**EXERCISE**:
Which lines of the entries below contain the string "wall"? Gather every one of them, and treat uppercase and lowercase as different.

Coordinate annotation entries:
• • •

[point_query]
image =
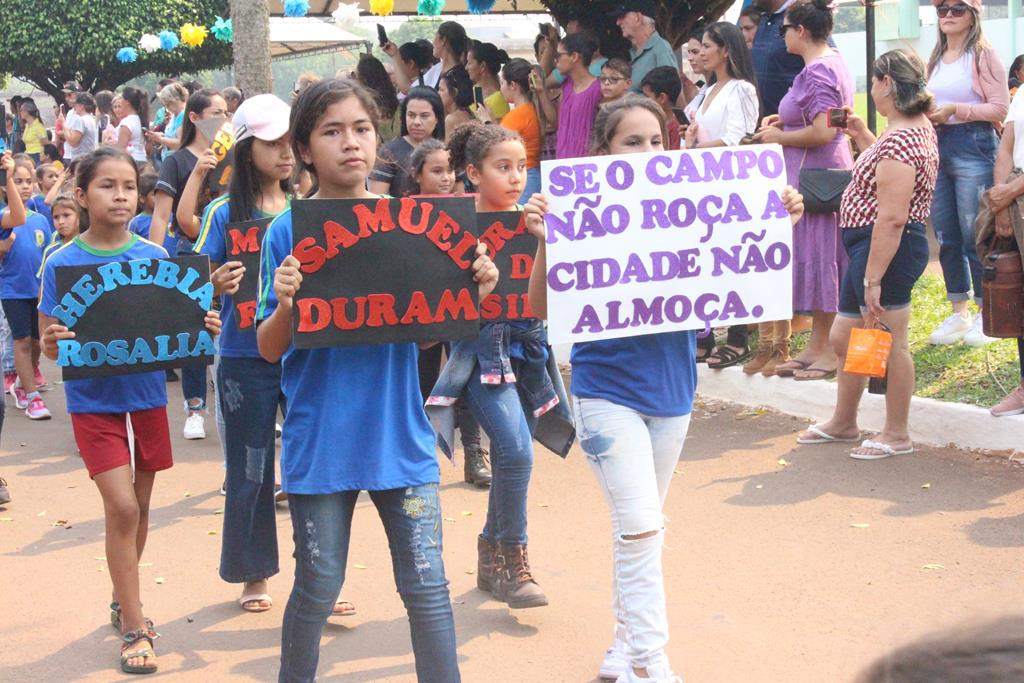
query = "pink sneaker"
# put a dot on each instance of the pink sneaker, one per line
(20, 397)
(1012, 404)
(37, 410)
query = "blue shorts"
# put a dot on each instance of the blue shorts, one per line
(906, 267)
(23, 316)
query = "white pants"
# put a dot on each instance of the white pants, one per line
(633, 457)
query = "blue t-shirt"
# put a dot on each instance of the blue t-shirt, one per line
(39, 205)
(654, 375)
(122, 393)
(235, 343)
(19, 271)
(355, 418)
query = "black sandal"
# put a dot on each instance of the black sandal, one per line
(727, 357)
(128, 641)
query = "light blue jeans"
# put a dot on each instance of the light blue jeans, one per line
(967, 157)
(633, 457)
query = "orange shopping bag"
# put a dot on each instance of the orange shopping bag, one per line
(867, 352)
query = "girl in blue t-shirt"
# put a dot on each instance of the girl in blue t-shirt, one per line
(503, 375)
(100, 409)
(354, 420)
(22, 253)
(248, 387)
(632, 399)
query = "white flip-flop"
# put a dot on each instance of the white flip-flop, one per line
(257, 598)
(820, 436)
(886, 450)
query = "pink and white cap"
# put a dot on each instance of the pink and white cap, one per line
(263, 117)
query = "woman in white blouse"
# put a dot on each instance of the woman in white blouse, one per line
(727, 113)
(729, 109)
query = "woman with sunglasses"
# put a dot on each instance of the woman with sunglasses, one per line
(969, 82)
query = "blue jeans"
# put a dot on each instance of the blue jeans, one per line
(249, 398)
(967, 157)
(499, 410)
(532, 184)
(322, 525)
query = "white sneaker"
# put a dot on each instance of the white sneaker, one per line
(976, 337)
(195, 427)
(615, 663)
(951, 330)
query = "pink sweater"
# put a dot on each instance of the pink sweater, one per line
(988, 79)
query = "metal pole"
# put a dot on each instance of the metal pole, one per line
(869, 37)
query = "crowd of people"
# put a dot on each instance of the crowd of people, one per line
(111, 182)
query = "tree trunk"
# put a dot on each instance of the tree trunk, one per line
(251, 20)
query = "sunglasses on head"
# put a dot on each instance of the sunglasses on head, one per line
(956, 10)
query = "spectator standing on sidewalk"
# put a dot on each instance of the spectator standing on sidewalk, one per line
(969, 81)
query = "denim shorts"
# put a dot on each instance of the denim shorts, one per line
(906, 267)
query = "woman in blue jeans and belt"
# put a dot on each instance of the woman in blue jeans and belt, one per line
(969, 82)
(883, 218)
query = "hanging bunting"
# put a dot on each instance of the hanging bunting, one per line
(347, 14)
(193, 35)
(127, 55)
(222, 30)
(381, 7)
(430, 7)
(296, 7)
(168, 40)
(148, 42)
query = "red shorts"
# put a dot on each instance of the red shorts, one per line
(102, 439)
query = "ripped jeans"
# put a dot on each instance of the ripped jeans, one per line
(249, 395)
(633, 457)
(321, 526)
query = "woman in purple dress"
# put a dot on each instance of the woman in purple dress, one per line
(802, 127)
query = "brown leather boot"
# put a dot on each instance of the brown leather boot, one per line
(515, 584)
(485, 564)
(779, 354)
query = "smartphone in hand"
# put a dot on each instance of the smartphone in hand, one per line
(838, 118)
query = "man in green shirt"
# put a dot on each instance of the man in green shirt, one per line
(649, 50)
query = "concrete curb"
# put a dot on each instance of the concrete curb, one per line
(932, 422)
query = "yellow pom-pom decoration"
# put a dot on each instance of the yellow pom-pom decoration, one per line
(381, 7)
(193, 35)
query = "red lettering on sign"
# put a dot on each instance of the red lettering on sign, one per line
(314, 314)
(244, 243)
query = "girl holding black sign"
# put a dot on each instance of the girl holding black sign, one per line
(632, 399)
(355, 420)
(509, 379)
(100, 409)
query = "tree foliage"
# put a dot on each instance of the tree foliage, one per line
(676, 18)
(50, 42)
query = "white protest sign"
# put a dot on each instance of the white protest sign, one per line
(646, 243)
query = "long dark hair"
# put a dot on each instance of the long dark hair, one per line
(430, 95)
(311, 104)
(86, 172)
(245, 187)
(373, 75)
(198, 101)
(139, 101)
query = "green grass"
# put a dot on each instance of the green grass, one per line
(954, 373)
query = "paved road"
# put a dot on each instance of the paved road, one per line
(771, 573)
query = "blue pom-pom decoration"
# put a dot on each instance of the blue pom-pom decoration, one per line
(127, 54)
(168, 40)
(296, 7)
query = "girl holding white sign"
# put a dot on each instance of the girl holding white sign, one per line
(632, 399)
(107, 190)
(509, 379)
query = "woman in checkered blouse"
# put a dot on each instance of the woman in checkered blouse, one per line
(883, 223)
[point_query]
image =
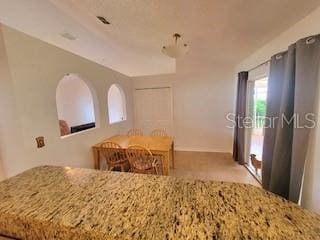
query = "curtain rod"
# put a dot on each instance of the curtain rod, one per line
(261, 64)
(152, 88)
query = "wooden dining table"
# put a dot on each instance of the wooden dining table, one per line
(163, 146)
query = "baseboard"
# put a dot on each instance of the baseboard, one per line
(186, 149)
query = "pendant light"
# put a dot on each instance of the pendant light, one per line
(175, 50)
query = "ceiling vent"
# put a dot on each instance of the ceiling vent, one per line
(68, 36)
(103, 20)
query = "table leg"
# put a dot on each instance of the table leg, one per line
(166, 163)
(172, 154)
(96, 158)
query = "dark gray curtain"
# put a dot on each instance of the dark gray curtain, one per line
(292, 89)
(239, 132)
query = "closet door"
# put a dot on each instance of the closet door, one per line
(153, 109)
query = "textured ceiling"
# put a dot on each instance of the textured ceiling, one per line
(220, 32)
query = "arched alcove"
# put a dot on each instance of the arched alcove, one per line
(75, 105)
(116, 104)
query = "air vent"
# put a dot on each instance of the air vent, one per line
(68, 36)
(103, 20)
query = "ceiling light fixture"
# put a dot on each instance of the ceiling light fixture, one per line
(175, 50)
(103, 20)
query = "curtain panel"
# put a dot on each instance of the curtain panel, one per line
(292, 91)
(239, 131)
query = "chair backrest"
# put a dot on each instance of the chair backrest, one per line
(159, 133)
(112, 152)
(135, 132)
(137, 154)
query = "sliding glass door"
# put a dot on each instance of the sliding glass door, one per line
(255, 112)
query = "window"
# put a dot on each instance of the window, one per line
(75, 105)
(116, 104)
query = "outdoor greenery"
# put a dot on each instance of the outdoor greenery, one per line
(260, 107)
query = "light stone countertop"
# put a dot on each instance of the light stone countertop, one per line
(71, 203)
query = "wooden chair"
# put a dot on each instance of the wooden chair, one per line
(159, 133)
(135, 132)
(141, 160)
(115, 156)
(257, 164)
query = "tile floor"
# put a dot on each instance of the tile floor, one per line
(210, 166)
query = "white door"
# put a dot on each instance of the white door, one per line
(153, 109)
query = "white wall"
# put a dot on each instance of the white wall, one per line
(203, 94)
(10, 127)
(75, 102)
(306, 27)
(29, 110)
(116, 104)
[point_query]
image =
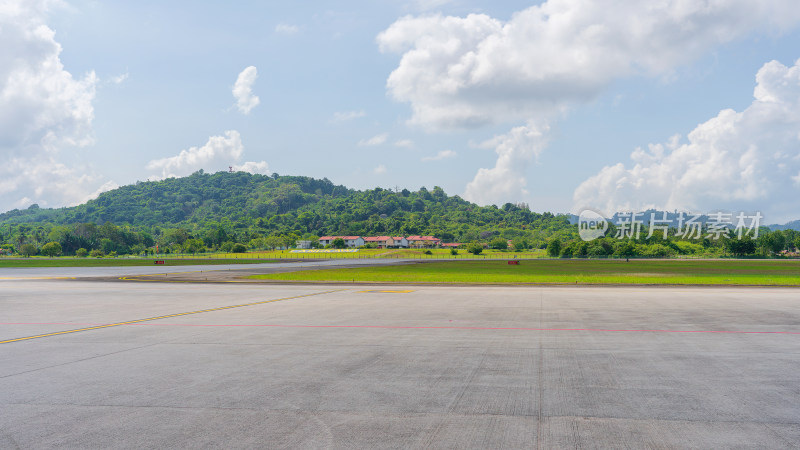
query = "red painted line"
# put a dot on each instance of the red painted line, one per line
(401, 327)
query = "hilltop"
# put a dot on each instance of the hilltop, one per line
(241, 205)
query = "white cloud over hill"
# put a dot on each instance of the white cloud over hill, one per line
(737, 160)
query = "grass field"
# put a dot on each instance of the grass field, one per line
(118, 262)
(436, 253)
(664, 272)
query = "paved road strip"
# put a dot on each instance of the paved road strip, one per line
(130, 322)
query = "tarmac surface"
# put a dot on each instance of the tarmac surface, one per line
(157, 365)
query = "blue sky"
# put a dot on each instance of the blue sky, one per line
(561, 104)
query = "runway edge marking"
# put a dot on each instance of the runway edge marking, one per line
(8, 341)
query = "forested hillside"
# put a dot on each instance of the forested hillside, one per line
(240, 207)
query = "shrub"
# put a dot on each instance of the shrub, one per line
(475, 248)
(554, 248)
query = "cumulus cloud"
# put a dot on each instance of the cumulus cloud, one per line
(506, 180)
(739, 161)
(475, 70)
(344, 116)
(260, 167)
(444, 154)
(427, 5)
(467, 72)
(243, 90)
(404, 143)
(46, 113)
(374, 140)
(218, 153)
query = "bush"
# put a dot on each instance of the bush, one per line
(51, 249)
(28, 250)
(499, 244)
(475, 248)
(554, 248)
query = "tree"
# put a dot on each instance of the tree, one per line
(28, 250)
(51, 249)
(554, 248)
(194, 246)
(475, 248)
(740, 247)
(273, 242)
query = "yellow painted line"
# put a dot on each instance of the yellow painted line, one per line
(386, 292)
(165, 317)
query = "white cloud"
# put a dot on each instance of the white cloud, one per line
(283, 28)
(737, 160)
(217, 154)
(506, 180)
(404, 143)
(374, 140)
(46, 113)
(467, 72)
(243, 90)
(444, 154)
(428, 5)
(344, 116)
(48, 182)
(464, 72)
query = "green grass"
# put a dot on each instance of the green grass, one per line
(666, 272)
(118, 262)
(436, 253)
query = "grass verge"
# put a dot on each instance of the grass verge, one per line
(663, 272)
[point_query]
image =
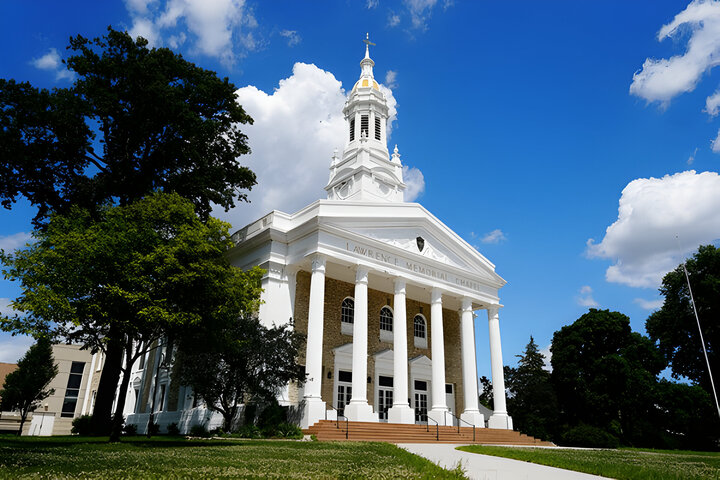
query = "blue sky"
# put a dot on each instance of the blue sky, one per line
(524, 126)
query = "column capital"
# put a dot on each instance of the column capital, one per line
(318, 263)
(361, 274)
(436, 295)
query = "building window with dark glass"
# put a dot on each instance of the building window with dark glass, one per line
(73, 389)
(420, 331)
(386, 319)
(347, 316)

• • •

**REPLY**:
query = "white wall"
# put a dot on each instance of the white wall, one per line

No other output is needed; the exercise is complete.